What is being asked: Only the lines that hold the word "roof" are wanted from this listing.

Material provided:
-*-

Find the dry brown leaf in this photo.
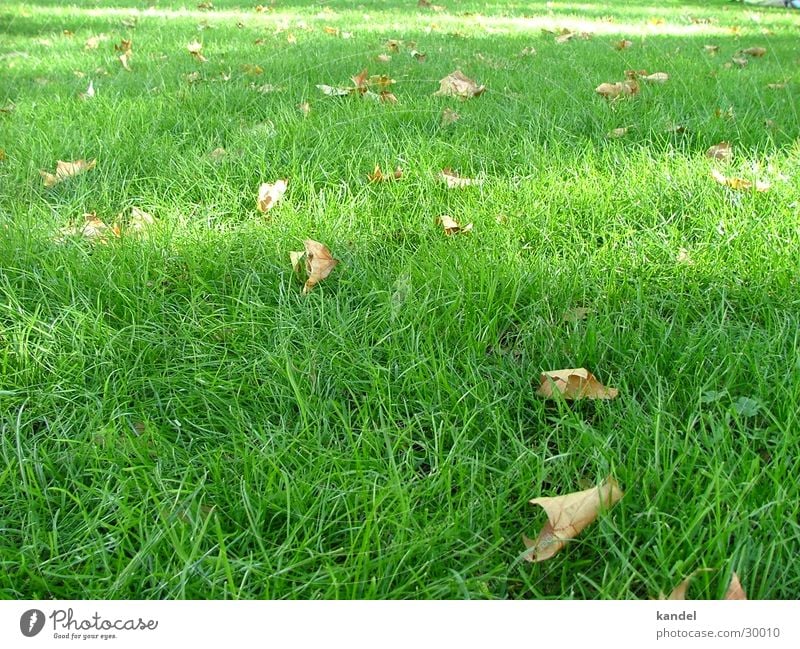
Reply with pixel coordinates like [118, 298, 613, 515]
[725, 573, 747, 600]
[710, 169, 769, 192]
[0, 149, 6, 162]
[437, 214, 472, 235]
[298, 101, 311, 116]
[536, 368, 619, 400]
[128, 206, 156, 233]
[367, 164, 402, 182]
[441, 108, 460, 125]
[187, 41, 207, 62]
[433, 70, 485, 99]
[595, 80, 638, 99]
[299, 239, 338, 294]
[85, 34, 108, 50]
[0, 102, 15, 114]
[440, 168, 481, 188]
[615, 39, 633, 50]
[197, 2, 214, 9]
[523, 476, 623, 562]
[704, 44, 719, 55]
[664, 568, 715, 599]
[56, 212, 119, 243]
[642, 72, 669, 83]
[119, 51, 132, 71]
[729, 57, 748, 68]
[386, 39, 401, 52]
[40, 159, 96, 187]
[114, 39, 132, 53]
[376, 53, 391, 62]
[208, 147, 226, 161]
[256, 179, 288, 213]
[740, 47, 766, 57]
[706, 142, 732, 161]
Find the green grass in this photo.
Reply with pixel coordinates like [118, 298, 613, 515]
[1, 0, 799, 599]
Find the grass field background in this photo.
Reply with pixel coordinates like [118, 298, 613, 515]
[1, 0, 799, 599]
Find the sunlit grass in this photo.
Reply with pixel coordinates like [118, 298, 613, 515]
[1, 0, 799, 599]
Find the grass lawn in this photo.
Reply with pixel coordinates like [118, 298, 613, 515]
[1, 0, 799, 599]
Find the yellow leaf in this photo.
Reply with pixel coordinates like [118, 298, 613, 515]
[40, 159, 96, 187]
[664, 568, 714, 600]
[433, 70, 485, 99]
[367, 164, 402, 182]
[242, 64, 263, 75]
[523, 476, 623, 562]
[256, 179, 288, 213]
[536, 368, 619, 400]
[437, 214, 472, 235]
[301, 239, 338, 294]
[595, 80, 638, 99]
[710, 169, 769, 192]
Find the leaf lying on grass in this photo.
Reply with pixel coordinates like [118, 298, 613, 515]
[367, 164, 402, 182]
[441, 108, 460, 125]
[79, 80, 95, 100]
[187, 41, 207, 62]
[318, 69, 397, 102]
[615, 39, 633, 50]
[641, 72, 669, 83]
[440, 168, 481, 188]
[256, 179, 288, 213]
[128, 206, 156, 233]
[710, 169, 769, 192]
[739, 46, 766, 57]
[115, 39, 132, 71]
[433, 70, 485, 99]
[607, 126, 630, 138]
[665, 569, 747, 600]
[595, 80, 638, 99]
[55, 212, 119, 243]
[523, 476, 623, 562]
[536, 368, 619, 400]
[706, 142, 732, 161]
[437, 214, 472, 235]
[290, 239, 339, 294]
[40, 159, 96, 187]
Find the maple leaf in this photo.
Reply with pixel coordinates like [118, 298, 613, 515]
[40, 159, 96, 187]
[536, 368, 618, 400]
[256, 179, 288, 213]
[523, 476, 623, 562]
[433, 70, 485, 99]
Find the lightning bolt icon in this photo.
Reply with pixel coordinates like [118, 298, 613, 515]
[28, 612, 38, 632]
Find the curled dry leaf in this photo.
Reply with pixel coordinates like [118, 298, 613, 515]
[615, 39, 633, 50]
[740, 47, 766, 57]
[433, 70, 485, 99]
[187, 41, 207, 62]
[290, 239, 339, 294]
[536, 368, 619, 400]
[706, 142, 732, 161]
[115, 39, 132, 71]
[641, 72, 669, 83]
[440, 168, 481, 188]
[437, 214, 472, 235]
[40, 159, 96, 187]
[367, 164, 402, 182]
[595, 80, 638, 99]
[711, 169, 769, 192]
[523, 476, 623, 562]
[256, 179, 288, 213]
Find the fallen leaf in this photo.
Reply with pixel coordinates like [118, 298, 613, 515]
[115, 39, 132, 70]
[256, 179, 288, 213]
[725, 573, 747, 600]
[323, 26, 340, 36]
[298, 101, 311, 116]
[367, 164, 402, 182]
[595, 80, 638, 99]
[710, 169, 769, 192]
[0, 102, 15, 114]
[519, 46, 537, 57]
[376, 53, 391, 62]
[607, 127, 630, 138]
[437, 214, 473, 235]
[0, 149, 6, 162]
[440, 168, 482, 188]
[209, 147, 226, 161]
[523, 476, 623, 562]
[676, 248, 693, 264]
[536, 368, 619, 400]
[84, 34, 108, 50]
[79, 80, 95, 99]
[704, 44, 720, 55]
[729, 57, 748, 68]
[740, 46, 766, 57]
[706, 142, 732, 161]
[664, 568, 715, 599]
[286, 33, 297, 44]
[56, 212, 119, 243]
[242, 64, 263, 75]
[128, 206, 156, 233]
[641, 72, 669, 83]
[197, 2, 214, 9]
[185, 71, 202, 84]
[294, 239, 338, 294]
[766, 82, 786, 90]
[119, 51, 132, 71]
[433, 70, 485, 99]
[187, 41, 207, 62]
[386, 39, 401, 52]
[316, 84, 351, 97]
[615, 39, 633, 50]
[410, 49, 426, 61]
[40, 159, 96, 187]
[441, 107, 460, 125]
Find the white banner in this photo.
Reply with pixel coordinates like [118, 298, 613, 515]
[0, 601, 797, 649]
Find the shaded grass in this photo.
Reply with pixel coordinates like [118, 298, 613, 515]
[1, 0, 799, 599]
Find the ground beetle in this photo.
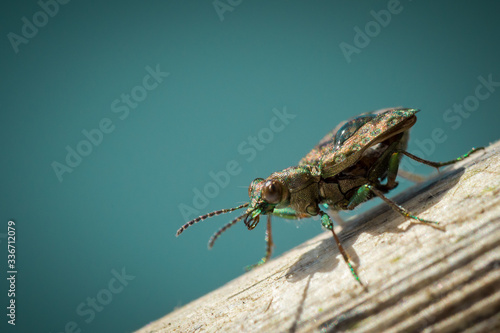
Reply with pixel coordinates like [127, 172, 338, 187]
[176, 108, 483, 285]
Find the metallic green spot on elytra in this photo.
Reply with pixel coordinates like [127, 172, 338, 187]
[335, 154, 346, 163]
[358, 127, 369, 136]
[361, 137, 371, 144]
[387, 117, 398, 126]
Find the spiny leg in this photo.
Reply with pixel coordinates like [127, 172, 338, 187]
[320, 210, 364, 287]
[245, 208, 319, 270]
[400, 147, 484, 171]
[391, 146, 483, 184]
[263, 215, 274, 263]
[366, 184, 445, 231]
[246, 208, 310, 270]
[246, 215, 274, 270]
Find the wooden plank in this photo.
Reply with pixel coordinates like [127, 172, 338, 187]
[137, 140, 500, 333]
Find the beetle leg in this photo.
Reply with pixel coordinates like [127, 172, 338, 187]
[346, 184, 372, 210]
[246, 215, 274, 270]
[383, 152, 401, 190]
[262, 215, 274, 263]
[365, 184, 445, 231]
[246, 208, 310, 270]
[256, 215, 275, 265]
[318, 204, 347, 227]
[271, 207, 310, 220]
[386, 147, 484, 186]
[397, 169, 427, 183]
[373, 140, 409, 191]
[320, 210, 364, 287]
[399, 147, 484, 172]
[367, 141, 401, 189]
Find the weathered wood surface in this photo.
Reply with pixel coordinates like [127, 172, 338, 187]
[138, 140, 500, 333]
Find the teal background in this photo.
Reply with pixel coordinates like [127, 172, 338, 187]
[1, 1, 499, 332]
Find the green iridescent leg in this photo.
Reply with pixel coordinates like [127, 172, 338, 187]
[368, 141, 402, 191]
[400, 147, 484, 171]
[384, 152, 401, 190]
[246, 209, 310, 270]
[320, 210, 364, 287]
[347, 184, 372, 210]
[321, 204, 347, 226]
[366, 184, 445, 231]
[272, 207, 309, 219]
[246, 215, 274, 270]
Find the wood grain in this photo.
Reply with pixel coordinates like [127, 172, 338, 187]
[137, 140, 500, 333]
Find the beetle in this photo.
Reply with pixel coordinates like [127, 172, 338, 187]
[176, 108, 483, 285]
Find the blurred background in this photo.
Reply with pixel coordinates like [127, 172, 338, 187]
[1, 1, 499, 332]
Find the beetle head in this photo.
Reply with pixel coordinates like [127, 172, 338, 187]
[175, 176, 289, 242]
[244, 177, 288, 230]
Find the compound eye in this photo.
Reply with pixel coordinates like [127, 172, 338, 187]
[262, 180, 282, 204]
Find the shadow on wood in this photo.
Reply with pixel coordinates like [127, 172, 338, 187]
[137, 140, 500, 333]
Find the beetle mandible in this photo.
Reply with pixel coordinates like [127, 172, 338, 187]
[176, 108, 483, 285]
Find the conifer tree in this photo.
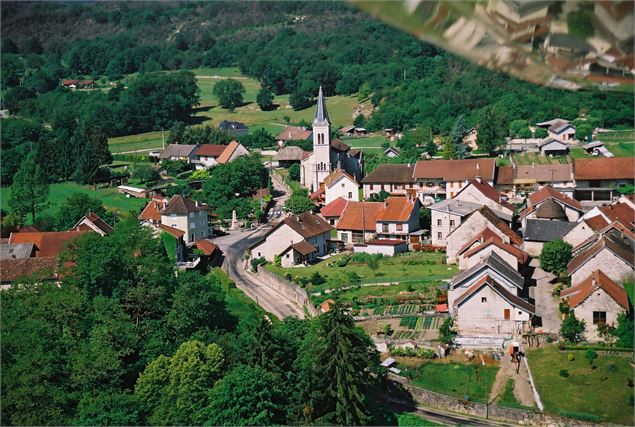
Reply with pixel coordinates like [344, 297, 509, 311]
[9, 152, 49, 222]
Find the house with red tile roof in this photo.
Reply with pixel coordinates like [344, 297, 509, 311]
[457, 230, 528, 271]
[71, 212, 113, 236]
[320, 197, 349, 226]
[323, 169, 359, 205]
[191, 144, 229, 168]
[139, 195, 211, 245]
[446, 206, 522, 264]
[567, 229, 634, 286]
[414, 158, 496, 203]
[561, 270, 630, 342]
[8, 231, 87, 258]
[216, 140, 249, 165]
[336, 201, 384, 245]
[573, 157, 635, 202]
[249, 212, 332, 266]
[519, 186, 584, 228]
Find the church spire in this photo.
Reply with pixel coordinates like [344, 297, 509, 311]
[313, 86, 330, 126]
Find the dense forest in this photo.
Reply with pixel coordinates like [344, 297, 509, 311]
[1, 218, 388, 425]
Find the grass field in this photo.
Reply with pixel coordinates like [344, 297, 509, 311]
[513, 152, 570, 165]
[0, 182, 148, 221]
[600, 129, 635, 143]
[211, 268, 262, 322]
[527, 345, 634, 425]
[266, 252, 456, 289]
[405, 362, 499, 403]
[108, 131, 165, 154]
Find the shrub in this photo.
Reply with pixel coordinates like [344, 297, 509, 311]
[274, 255, 281, 267]
[567, 353, 575, 362]
[539, 240, 573, 274]
[335, 256, 350, 267]
[250, 257, 266, 272]
[310, 271, 325, 286]
[585, 349, 598, 365]
[558, 411, 602, 422]
[559, 369, 569, 378]
[546, 335, 554, 343]
[606, 363, 619, 373]
[560, 312, 586, 343]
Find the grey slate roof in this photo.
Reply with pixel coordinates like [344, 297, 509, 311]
[313, 86, 330, 126]
[0, 243, 34, 260]
[159, 144, 197, 159]
[428, 199, 482, 217]
[451, 251, 524, 290]
[524, 219, 577, 242]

-*-

Task solution:
Find the house with red tile roof in this photo.
Find the grey slate roof in this photo.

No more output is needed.